Assignment
Omitting any pictures, transcribe the entries below exactly.

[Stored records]
⟨

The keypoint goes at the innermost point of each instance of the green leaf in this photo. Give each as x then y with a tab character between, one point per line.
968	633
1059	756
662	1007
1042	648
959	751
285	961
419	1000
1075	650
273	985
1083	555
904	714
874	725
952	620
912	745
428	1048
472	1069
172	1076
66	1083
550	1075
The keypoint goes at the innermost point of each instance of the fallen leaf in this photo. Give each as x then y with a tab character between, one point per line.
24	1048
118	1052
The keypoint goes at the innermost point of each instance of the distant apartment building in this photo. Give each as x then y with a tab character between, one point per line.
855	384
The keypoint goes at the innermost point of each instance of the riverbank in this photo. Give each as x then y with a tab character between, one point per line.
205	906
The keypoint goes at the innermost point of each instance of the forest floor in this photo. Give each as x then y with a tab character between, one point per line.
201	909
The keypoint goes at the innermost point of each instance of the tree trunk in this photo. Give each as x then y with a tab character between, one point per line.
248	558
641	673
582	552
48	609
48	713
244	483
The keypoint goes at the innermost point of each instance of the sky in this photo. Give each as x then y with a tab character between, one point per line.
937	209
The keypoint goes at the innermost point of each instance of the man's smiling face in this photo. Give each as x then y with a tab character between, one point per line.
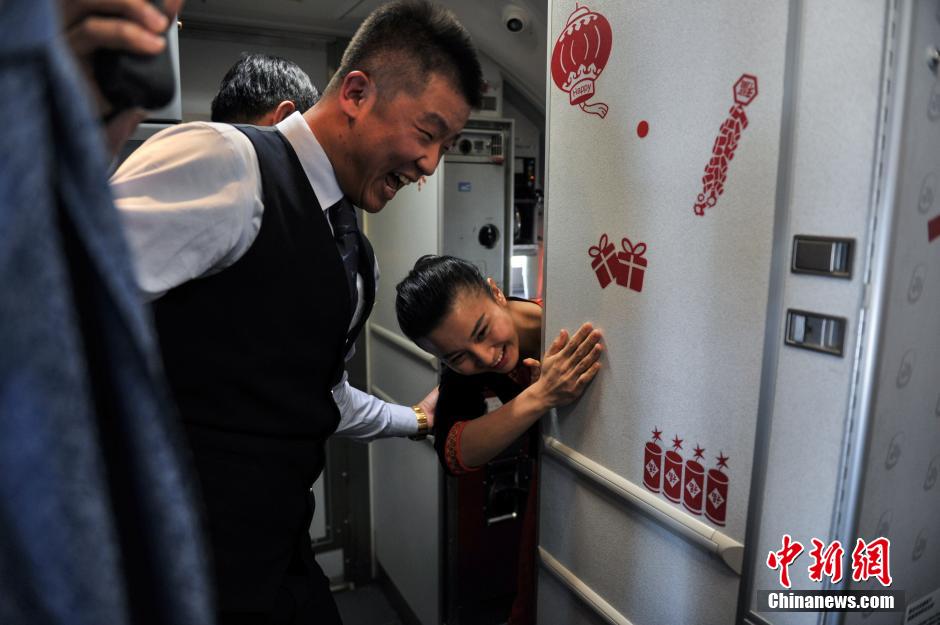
400	139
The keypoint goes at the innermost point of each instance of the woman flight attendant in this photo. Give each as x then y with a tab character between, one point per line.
491	344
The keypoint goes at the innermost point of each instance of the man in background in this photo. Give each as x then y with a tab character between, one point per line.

⟩

Result
The keypoint goes at the innermost point of each instance of the green leaf in this photo. Give each as x then y with a tab character between, one point per line.
968	633
1059	756
662	1007
1042	648
959	751
285	961
419	1000
1075	650
273	985
1083	555
904	714
874	725
952	620
912	745
428	1048
472	1069
172	1076
66	1083
550	1075
The keypoint goes at the innermost point of each instance of the fallen leaf in this photo. Give each as x then y with a tab character between, one point per line.
24	1048
118	1052
The keypoint goes at the innermost point of each instance of the distant apartment building in this photo. Give each as x then y with a tab character between, one point per line.
855	384
The keypoint goes at the innermost point of each instance of the riverbank in this photo. Give each as x then y with a tab character between, one point per line.
205	906
The keypoint goes at the innermost point of each instance of the forest floor in this photo. Give each as x then y with a tab character between, one point per line.
201	909
The keypoint goes at the innermost point of each instance of the tree trunk in this photo. Give each as x then y with a tab character between, one point per line.
248	558
641	673
582	552
48	609
48	713
244	483
The keypoint goes at the innermost point of each instance of the sky in this photo. Give each as x then y with a tab character between, one point per line.
937	209
The keypoint goes at the innermost point of each instance of the man's smiling face in this photo. Give each as x then y with a tab character between, one point per line.
400	139
The keypoint goes at the innermost point of each instance of the woman flight attendant in this photo. Give each as x then y with a tab character between, one point per line.
491	344
The keypoint goes at the innermost point of each instance of the man in background in this photo. Give each as x then y with a tab character between, one point per line.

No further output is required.